→ Exercise goal: Please extract each line from the items below that contains the string "metal" and copy those lines in full.

++++ Data for the task

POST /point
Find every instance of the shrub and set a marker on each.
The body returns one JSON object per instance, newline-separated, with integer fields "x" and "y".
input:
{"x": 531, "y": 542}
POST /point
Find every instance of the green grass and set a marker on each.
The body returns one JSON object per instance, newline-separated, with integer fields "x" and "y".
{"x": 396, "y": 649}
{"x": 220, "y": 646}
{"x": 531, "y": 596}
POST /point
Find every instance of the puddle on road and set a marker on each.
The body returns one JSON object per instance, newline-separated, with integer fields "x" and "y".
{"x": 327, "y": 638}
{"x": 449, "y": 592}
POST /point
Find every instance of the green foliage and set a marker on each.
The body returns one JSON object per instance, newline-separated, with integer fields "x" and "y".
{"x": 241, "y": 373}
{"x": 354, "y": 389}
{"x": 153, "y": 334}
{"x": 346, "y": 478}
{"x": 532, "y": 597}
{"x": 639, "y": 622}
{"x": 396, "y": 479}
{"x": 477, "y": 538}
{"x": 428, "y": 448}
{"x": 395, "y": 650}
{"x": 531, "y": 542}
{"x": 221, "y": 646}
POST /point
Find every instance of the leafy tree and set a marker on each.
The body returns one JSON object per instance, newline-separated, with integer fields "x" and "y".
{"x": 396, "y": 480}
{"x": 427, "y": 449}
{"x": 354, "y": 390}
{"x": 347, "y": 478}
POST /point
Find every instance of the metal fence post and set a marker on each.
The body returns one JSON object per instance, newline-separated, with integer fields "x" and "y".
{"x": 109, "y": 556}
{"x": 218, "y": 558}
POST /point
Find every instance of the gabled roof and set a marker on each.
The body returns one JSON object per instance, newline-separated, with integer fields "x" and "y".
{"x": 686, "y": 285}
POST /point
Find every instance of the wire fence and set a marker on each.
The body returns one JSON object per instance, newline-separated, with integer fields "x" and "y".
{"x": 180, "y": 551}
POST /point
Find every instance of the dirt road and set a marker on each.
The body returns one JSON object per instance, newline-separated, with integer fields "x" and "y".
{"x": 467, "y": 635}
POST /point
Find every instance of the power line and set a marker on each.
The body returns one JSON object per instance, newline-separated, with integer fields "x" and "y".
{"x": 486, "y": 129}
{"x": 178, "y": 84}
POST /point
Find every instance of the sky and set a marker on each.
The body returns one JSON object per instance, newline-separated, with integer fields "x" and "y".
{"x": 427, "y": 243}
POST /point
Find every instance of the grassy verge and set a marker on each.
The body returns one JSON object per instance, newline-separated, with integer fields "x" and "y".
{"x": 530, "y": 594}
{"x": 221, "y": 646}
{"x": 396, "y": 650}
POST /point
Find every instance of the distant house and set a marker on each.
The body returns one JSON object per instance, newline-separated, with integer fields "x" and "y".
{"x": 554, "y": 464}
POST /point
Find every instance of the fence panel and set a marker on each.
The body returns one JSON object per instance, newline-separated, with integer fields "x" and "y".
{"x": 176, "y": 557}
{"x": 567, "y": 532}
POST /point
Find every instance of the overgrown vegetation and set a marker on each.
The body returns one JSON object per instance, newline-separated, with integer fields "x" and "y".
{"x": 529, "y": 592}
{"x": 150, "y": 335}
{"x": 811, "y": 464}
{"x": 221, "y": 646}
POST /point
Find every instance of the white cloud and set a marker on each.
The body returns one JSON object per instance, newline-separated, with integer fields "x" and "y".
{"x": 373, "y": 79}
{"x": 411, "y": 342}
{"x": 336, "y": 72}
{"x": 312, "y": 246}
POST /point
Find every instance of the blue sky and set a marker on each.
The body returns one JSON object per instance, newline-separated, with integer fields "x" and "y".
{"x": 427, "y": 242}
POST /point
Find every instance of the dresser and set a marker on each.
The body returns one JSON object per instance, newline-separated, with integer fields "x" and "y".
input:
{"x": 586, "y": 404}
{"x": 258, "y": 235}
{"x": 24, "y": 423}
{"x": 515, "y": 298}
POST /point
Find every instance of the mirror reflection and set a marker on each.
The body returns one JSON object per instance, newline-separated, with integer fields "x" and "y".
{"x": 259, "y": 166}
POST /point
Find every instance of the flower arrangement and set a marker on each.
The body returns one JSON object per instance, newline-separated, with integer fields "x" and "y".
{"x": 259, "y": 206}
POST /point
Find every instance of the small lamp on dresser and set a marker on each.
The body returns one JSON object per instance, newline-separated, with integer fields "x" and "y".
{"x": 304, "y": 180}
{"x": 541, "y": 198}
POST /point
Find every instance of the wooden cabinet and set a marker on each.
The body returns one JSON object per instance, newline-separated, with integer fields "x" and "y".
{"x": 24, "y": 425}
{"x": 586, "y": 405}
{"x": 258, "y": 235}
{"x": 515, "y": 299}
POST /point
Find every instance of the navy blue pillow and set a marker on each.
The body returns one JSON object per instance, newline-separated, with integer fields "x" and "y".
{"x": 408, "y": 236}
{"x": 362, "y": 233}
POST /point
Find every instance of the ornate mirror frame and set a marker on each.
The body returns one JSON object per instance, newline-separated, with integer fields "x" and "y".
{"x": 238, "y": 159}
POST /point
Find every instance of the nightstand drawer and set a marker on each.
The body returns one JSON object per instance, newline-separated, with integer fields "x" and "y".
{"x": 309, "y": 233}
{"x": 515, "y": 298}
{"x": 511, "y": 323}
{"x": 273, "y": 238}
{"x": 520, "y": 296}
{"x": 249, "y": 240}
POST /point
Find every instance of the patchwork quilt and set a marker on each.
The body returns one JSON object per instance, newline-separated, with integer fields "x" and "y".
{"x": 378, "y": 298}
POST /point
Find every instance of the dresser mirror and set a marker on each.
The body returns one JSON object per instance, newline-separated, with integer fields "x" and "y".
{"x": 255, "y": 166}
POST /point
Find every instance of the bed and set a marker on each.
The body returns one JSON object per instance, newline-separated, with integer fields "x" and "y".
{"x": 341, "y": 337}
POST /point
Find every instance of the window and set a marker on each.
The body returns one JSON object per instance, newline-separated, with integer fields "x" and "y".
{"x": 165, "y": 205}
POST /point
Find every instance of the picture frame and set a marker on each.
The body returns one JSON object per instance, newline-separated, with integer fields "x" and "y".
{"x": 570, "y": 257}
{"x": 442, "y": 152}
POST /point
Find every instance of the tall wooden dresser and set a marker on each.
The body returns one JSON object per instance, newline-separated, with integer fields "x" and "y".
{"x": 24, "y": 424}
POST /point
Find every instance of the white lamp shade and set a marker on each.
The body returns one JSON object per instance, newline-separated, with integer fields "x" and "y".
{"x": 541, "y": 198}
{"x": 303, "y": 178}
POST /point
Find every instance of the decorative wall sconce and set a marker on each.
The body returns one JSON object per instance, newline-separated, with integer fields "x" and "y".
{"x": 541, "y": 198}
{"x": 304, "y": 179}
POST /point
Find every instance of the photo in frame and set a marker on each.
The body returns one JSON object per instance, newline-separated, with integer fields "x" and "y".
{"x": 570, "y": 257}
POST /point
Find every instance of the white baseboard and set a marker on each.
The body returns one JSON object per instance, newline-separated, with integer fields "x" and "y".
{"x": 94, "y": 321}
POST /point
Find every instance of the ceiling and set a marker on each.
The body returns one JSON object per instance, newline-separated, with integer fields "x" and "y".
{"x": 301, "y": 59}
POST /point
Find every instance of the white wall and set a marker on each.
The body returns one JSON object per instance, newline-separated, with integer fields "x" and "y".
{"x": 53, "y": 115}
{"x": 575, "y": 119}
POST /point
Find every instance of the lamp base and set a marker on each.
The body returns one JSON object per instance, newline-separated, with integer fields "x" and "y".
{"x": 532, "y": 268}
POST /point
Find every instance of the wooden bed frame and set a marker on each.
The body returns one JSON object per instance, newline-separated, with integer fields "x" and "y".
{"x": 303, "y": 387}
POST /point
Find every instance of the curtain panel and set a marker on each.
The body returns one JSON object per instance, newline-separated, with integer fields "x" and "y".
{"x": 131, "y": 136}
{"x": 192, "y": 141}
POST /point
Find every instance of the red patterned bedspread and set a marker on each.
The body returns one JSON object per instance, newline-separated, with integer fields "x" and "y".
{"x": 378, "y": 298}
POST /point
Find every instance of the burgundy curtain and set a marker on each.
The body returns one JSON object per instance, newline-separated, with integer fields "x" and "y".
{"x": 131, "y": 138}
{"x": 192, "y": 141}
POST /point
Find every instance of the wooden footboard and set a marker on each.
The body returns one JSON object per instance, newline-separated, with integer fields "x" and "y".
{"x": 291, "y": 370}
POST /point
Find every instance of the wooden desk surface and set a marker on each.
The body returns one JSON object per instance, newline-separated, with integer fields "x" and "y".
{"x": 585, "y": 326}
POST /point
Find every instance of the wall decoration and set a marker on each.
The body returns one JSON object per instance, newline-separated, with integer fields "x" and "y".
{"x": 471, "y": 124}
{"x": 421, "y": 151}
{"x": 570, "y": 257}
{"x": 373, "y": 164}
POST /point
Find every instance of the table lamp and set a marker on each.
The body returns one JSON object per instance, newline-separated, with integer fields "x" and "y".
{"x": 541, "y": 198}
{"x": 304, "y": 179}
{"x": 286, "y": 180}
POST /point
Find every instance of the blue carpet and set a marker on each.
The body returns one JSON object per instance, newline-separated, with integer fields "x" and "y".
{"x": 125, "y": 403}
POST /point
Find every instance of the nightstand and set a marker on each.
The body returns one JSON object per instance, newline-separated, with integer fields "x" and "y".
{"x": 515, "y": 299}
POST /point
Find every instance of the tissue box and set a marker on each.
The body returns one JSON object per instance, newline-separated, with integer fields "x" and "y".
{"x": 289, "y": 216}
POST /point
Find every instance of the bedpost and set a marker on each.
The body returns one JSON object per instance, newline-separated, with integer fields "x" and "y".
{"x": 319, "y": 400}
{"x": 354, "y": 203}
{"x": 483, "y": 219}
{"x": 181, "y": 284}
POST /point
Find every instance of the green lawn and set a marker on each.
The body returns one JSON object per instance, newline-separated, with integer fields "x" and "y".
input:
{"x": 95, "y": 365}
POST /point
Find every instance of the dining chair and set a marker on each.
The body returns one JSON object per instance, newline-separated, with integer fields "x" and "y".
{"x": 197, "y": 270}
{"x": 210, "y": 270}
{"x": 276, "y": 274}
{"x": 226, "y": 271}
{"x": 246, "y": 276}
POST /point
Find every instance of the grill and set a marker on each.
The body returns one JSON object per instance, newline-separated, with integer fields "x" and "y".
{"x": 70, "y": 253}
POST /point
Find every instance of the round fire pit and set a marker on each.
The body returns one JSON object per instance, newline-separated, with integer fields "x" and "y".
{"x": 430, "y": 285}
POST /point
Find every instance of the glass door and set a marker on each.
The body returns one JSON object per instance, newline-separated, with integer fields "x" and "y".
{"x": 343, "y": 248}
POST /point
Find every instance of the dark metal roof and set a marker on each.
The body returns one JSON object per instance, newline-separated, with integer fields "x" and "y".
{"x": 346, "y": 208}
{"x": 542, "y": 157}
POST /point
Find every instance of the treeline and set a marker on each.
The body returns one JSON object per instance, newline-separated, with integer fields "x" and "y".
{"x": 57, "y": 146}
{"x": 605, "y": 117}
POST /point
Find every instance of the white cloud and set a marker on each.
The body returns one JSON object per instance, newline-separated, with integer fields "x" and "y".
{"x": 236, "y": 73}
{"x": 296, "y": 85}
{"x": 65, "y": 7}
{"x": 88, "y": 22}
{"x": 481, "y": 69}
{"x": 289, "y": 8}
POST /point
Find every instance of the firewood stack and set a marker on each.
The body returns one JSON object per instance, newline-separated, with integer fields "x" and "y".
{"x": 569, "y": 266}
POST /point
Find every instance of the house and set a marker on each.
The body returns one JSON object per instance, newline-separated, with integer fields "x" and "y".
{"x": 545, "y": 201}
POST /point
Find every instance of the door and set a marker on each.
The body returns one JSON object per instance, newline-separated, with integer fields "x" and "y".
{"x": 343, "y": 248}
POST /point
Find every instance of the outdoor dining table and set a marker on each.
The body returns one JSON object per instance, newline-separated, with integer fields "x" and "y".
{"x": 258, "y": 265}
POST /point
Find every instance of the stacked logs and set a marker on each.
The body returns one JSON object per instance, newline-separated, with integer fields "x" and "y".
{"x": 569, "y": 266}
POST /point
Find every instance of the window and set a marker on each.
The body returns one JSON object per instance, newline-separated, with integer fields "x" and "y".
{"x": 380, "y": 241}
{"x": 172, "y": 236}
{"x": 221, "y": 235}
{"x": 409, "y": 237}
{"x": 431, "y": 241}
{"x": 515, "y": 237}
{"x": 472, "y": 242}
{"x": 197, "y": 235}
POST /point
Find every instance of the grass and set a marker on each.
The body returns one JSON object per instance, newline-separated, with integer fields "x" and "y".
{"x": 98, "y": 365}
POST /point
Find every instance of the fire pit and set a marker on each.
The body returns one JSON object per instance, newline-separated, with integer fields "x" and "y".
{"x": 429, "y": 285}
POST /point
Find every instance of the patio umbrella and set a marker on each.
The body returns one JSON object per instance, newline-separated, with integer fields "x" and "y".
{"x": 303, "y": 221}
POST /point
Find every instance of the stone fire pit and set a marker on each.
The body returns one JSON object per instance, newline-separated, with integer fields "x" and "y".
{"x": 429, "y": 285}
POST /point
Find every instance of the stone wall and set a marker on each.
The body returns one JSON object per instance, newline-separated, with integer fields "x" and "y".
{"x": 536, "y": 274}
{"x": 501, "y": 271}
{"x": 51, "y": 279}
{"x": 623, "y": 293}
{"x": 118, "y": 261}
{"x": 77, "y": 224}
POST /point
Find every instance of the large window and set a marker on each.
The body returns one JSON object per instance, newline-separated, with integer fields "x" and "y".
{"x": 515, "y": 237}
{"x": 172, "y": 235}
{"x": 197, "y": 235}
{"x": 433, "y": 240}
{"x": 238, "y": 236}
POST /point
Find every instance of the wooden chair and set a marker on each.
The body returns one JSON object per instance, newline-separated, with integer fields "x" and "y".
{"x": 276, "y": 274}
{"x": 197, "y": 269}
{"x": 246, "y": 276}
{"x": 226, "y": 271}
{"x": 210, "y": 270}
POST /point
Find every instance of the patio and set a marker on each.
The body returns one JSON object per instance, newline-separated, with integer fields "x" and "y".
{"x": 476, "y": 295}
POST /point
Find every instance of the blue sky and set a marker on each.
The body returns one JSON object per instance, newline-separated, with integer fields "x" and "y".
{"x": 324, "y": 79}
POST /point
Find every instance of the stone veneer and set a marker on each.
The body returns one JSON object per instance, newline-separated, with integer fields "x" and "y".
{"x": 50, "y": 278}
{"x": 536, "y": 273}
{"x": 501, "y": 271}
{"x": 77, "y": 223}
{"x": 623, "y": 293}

++++++++

→ Written response:
Find every instance of the metal fence post and set a marker on each.
Find every instance of the dark metal roof and set a marker on each.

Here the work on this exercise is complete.